GIVEN REQUEST: Reproduce verbatim the part of the sheet metal article that opens with the words containing "RADAN helped Tindle" and closes with "commonly used materials.".

Construction firm improves high-volume sheet metal processing

Published
April 13, 2022 - 07:00am
TCI-Cut Parts

Continuous improvement has always been the goal at Tindle Construction Inc. (TCI) where industry expertise and the implementation of efficiency-boosting technologies has helped the company create high-quality products since 1994.

Headquartered in Fredonia, Kansas, TCI is a family-owned, multi-divisional company is a premier metal fabricator and specialized industrial services company across the country. TCI employs 74 and operates two divisions, Industrial Services and Fabrication, working separately and in combination to produce superior products for a variety of customers. The company also offers design and planning services for projects that it manufactures. 

“AWS certified and R-stamp welds, custom engineering on architectural parts, custom high-end finishes on copper, brass, stainless and carbon display products are some of the things that separate us from our competition,” said engineering manager Jesse McGinnis, who has been with TCI for 15 years.

A range of finished products

RADAN has helped Tindle Construction, Inc., to reduce the time staff spends on nesting activities from several hours to a few minutes, which allows them to devote more time to engineering projects.
RADAN helped Tindle Construction reduce the nesting time activities from hours to minutes. 

Ornamental and architectural metal products, signage and artwork, as well as sheet-metal products like wall panels, corner trims, and ceiling inserts are counted among TCI’s diverse range of fabrication capabilities. Sheet metal parts, weldments, structural steel, pressure vessels, and unique metal finishes are typical projects that make their way across the shop floor. Aluminum, carbon steel, stainless steel, brass, and copper are TCI’s most commonly used materials.

STORED DATA:
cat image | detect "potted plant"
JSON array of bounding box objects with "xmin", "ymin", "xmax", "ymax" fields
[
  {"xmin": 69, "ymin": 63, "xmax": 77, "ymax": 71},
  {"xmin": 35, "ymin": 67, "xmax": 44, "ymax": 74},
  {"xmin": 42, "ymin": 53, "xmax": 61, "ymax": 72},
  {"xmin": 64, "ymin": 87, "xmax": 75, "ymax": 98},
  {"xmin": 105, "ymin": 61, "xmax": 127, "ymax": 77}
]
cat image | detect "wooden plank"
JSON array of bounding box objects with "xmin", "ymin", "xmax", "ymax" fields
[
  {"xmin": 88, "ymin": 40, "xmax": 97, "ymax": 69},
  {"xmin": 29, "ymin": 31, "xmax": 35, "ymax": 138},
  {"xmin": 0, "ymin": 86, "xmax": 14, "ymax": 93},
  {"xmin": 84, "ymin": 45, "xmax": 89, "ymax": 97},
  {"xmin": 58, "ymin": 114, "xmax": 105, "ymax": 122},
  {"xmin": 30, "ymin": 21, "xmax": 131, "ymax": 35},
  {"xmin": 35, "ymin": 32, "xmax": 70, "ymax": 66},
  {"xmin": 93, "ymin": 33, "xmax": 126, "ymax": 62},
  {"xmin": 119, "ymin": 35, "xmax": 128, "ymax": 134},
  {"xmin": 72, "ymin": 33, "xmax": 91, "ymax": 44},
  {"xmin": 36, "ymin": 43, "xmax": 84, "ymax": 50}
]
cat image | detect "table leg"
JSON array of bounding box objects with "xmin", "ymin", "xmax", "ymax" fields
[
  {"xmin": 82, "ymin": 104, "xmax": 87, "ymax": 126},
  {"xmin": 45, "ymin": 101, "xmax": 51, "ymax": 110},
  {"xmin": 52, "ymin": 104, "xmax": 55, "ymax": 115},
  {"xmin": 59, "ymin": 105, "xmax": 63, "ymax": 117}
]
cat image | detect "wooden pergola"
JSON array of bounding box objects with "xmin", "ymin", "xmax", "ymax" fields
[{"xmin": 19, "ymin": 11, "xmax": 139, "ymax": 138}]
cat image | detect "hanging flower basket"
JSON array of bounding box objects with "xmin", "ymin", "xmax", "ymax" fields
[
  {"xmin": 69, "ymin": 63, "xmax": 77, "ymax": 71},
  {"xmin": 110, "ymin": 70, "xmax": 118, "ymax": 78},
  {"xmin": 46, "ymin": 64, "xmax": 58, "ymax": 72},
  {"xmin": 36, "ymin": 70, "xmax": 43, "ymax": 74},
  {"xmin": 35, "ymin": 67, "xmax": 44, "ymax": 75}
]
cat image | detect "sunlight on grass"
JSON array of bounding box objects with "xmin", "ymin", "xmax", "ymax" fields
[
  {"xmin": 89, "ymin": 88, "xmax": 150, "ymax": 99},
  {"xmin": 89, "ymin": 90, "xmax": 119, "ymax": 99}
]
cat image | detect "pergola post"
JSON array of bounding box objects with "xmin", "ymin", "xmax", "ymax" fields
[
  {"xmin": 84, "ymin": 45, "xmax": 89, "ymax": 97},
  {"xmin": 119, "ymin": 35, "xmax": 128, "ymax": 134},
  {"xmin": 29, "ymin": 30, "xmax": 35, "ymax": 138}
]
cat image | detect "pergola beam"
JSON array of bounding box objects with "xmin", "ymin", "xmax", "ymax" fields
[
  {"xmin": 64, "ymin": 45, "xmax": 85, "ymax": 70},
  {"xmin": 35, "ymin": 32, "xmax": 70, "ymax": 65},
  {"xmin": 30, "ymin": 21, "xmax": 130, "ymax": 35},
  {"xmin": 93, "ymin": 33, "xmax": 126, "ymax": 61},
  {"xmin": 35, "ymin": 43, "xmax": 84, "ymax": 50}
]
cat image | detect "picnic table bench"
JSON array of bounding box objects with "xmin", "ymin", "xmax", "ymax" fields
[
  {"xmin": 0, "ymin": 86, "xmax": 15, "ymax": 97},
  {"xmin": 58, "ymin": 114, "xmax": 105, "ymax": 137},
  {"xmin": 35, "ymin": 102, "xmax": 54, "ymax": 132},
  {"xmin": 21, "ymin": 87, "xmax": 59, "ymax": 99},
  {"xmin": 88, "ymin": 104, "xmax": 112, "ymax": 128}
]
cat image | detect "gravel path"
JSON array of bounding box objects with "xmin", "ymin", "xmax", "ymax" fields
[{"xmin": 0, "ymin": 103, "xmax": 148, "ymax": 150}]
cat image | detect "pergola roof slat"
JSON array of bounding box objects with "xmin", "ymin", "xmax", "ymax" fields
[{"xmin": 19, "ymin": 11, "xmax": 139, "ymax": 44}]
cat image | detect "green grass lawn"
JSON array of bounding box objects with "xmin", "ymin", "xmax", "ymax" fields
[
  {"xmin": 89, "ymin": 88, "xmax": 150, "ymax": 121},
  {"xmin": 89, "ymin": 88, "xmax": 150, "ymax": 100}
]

ANSWER FOR THIS EXERCISE:
RADAN helped Tindle Construction reduce the nesting time activities from hours to minutes. 

Ornamental and architectural metal products, signage and artwork, as well as sheet-metal products like wall panels, corner trims, and ceiling inserts are counted among TCI’s diverse range of fabrication capabilities. Sheet metal parts, weldments, structural steel, pressure vessels, and unique metal finishes are typical projects that make their way across the shop floor. Aluminum, carbon steel, stainless steel, brass, and copper are TCI’s most commonly used materials.